◆ **Problem**: Give each entry back by retyping it exactly as written.

(Source material Opens)

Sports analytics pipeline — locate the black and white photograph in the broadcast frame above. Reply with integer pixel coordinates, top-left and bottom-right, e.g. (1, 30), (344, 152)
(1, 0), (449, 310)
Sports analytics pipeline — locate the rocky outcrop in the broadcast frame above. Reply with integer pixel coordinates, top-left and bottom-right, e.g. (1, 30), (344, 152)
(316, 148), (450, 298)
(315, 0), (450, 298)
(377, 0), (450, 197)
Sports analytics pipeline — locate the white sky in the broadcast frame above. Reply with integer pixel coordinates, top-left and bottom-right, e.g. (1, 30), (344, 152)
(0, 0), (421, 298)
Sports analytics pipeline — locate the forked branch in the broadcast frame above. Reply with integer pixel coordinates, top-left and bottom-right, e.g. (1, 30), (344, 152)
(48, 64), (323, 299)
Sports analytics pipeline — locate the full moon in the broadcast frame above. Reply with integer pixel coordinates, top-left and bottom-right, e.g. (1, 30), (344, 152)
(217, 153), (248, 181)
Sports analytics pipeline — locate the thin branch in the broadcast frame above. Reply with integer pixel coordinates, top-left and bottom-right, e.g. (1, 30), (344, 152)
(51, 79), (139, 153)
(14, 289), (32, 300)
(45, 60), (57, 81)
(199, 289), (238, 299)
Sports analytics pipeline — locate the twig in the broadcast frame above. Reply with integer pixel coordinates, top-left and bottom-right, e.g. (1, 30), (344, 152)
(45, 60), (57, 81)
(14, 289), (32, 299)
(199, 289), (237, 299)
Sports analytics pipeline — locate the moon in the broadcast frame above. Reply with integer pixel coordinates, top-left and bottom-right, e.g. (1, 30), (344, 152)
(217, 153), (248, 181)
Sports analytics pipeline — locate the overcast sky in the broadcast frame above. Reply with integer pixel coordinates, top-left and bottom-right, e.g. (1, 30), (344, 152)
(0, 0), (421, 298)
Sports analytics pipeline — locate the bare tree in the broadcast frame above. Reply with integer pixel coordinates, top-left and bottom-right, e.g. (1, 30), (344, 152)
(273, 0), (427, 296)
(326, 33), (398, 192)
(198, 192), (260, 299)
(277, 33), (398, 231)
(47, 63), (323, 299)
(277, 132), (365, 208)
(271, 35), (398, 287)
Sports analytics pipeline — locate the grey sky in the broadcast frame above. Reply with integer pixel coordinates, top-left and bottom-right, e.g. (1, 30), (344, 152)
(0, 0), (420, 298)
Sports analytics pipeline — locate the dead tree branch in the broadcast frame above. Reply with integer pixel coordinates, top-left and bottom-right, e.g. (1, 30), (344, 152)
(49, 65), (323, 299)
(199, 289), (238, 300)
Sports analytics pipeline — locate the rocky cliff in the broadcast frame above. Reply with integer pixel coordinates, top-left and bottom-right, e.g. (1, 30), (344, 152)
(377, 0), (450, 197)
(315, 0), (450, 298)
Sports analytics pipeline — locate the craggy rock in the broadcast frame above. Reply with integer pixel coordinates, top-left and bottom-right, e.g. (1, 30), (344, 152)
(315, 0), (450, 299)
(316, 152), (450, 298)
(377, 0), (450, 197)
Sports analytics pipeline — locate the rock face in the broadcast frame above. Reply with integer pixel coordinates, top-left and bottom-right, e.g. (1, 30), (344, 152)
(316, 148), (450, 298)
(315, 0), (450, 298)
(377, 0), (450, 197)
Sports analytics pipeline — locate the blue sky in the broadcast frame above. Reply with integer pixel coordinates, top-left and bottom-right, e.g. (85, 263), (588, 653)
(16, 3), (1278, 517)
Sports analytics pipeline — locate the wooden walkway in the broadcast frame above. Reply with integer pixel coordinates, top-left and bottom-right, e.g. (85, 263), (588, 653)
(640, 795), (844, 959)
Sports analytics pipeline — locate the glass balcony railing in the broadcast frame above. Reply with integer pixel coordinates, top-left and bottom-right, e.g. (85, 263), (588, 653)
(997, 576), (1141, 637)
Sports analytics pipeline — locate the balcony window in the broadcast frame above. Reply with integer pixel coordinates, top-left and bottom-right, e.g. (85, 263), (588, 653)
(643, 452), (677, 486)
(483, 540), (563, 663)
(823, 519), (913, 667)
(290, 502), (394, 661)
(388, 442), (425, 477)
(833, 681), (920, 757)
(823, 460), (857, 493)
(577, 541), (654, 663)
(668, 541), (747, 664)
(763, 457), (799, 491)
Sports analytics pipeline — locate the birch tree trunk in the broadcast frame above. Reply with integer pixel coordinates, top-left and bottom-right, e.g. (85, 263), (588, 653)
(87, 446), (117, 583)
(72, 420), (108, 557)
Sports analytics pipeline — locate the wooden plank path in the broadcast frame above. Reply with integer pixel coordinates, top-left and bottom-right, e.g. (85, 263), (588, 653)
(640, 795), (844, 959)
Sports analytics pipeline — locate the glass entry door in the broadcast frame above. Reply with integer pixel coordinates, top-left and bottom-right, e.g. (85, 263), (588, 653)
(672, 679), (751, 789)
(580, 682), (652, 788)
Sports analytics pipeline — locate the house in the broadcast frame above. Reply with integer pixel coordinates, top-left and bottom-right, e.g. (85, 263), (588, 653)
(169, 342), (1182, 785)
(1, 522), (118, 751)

(Source material Closes)

◆ **Task result**:
Sports analytics pipeline — locate the black and white photograph in the broadcast frame above. Reply with integer pixel coordinates, top-left and bottom-right, e.g. (1, 30), (344, 152)
(1, 0), (449, 310)
Sports analytics pipeline — locate the rocky outcrop in the broadcast frame above. Reply with integer pixel coordinates, top-left and bottom-right, e.g. (1, 30), (344, 152)
(316, 148), (450, 298)
(315, 0), (450, 298)
(377, 0), (450, 197)
Sports analytics pipeline — locate the white sky in the broadcast frame above. Reply with integer pixel coordinates, top-left and bottom-right, e.g. (1, 30), (344, 152)
(0, 0), (421, 298)
Sports analytics pipeline — locate the forked branch in the broadcast frame above. Reply with integer pixel coordinates, top-left and bottom-right, e.g. (1, 30), (344, 152)
(48, 64), (323, 299)
Sports analytics pipeline — locate the full moon in the broadcast frame above. Reply with integer pixel coordinates, top-left and bottom-right, e.g. (1, 30), (344, 152)
(217, 153), (248, 181)
Sports analytics pipeline — locate the thin branch in the broadcast frame above. Reply with integer pixel coordinates, top-left and bottom-right, e.g. (1, 30), (344, 152)
(51, 79), (139, 153)
(14, 289), (32, 300)
(45, 60), (57, 81)
(199, 289), (238, 299)
Sports analytics pipeline — locate the twig in the broadcast frame above. Reply with integer pixel coordinates, top-left and bottom-right, e.g. (1, 30), (344, 152)
(45, 60), (57, 81)
(14, 289), (32, 299)
(199, 289), (237, 299)
Sports analytics pipeline — locate the moon in the broadcast frame above. Reply with integer pixel coordinates, top-left and bottom-right, e.g. (1, 30), (344, 152)
(217, 153), (248, 181)
Sports analytics pipeline — locate the overcast sky in the broadcast frame above. Reply with integer pixel coordinates, top-left and bottom-right, e.g. (1, 30), (344, 152)
(0, 0), (421, 298)
Sports analytics pipeline — locate the bare tree in the broadcast frame above. Reply with integer pixel coordinates, top-left and bottom-right, e.g. (1, 30), (344, 152)
(273, 0), (427, 296)
(326, 33), (398, 192)
(198, 192), (260, 299)
(277, 33), (398, 231)
(47, 63), (323, 299)
(277, 132), (365, 208)
(271, 35), (398, 287)
Sports analytics pipeline — locate the grey sky in the broadcast frame above. Reply with integer pixel coordinates, top-left and bottom-right, e.g. (1, 30), (344, 152)
(0, 0), (420, 298)
Sports analytics pipeline — locate the dead tree branch in the broadcast frame above. Reply with integer pixel coordinates, top-left and bottom-right, e.g. (1, 30), (344, 152)
(49, 65), (323, 299)
(199, 289), (238, 300)
Sports analytics pipeline — locate the rocky cliff in the broadcast frame above. Reply with integer pixel coordinates, top-left and bottom-right, e.g. (1, 30), (344, 152)
(377, 0), (450, 197)
(315, 0), (450, 298)
Sports analytics pipeline — locate the craggy rock in the broadcast frame above. Reply with integer pixel coordinates, top-left and bottom-right, e.g. (1, 30), (344, 152)
(315, 0), (450, 299)
(316, 152), (450, 298)
(377, 0), (450, 197)
Sports analytics pipeline — locate the rock face in the broadcast frame above. Reply with integer pixel coordinates, top-left and bottom-right, e.g. (1, 30), (344, 152)
(316, 148), (450, 298)
(315, 0), (450, 298)
(377, 0), (450, 197)
Sports analytics pipeline — locate the blue sky in the broadcast frame above. Reply with integer pixel coordinates, top-left and bottom-right, e.g. (85, 263), (588, 653)
(16, 3), (1278, 517)
Sports analytics pipeline — locate the wooden walkway in the broadcast frame above. Reply with integer pixel coordinates, top-left and bottom-right, e.g. (85, 263), (588, 653)
(640, 795), (844, 959)
Sports analytics pipeline — locate the glass balcony railing in the broadcast frame above. Reply with integer pixel coordinates, top-left and bottom-right, e.g. (85, 263), (588, 653)
(997, 576), (1141, 637)
Sports analytics pipeline — locate the balcony window in the broadcast frame above. Reply with integer pixel coordinates, top-left and bottom-right, e.g. (85, 263), (588, 653)
(643, 452), (677, 486)
(483, 540), (563, 663)
(823, 519), (913, 667)
(290, 502), (394, 661)
(388, 442), (425, 477)
(833, 681), (920, 757)
(823, 460), (857, 493)
(577, 541), (654, 663)
(668, 541), (747, 664)
(763, 457), (799, 491)
Sports analytics pipeline — locate the birch tree trunk in the broadcast frame above. Reply with integer pixel coordinates, top-left and bottom-right, e.g. (85, 263), (588, 653)
(87, 446), (117, 583)
(72, 420), (108, 557)
Sports analytics pipeline — locate the wooden plank path in the broadcast frame above. Reply with integer pixel coordinates, top-left and bottom-right, e.g. (85, 263), (588, 653)
(640, 795), (844, 959)
Sports analytics pipeline — locate the glass entry door in the broadcast frame above. Reply with integer pixel coordinates, top-left and bottom-right, e.g. (85, 263), (588, 653)
(672, 679), (751, 789)
(580, 682), (652, 788)
Sports analytics pipeline — locate the house in the broadcast frame above. Reply with integer pixel coordinates, top-left and bottom-right, e.g. (85, 263), (588, 653)
(169, 342), (1182, 785)
(1, 522), (118, 751)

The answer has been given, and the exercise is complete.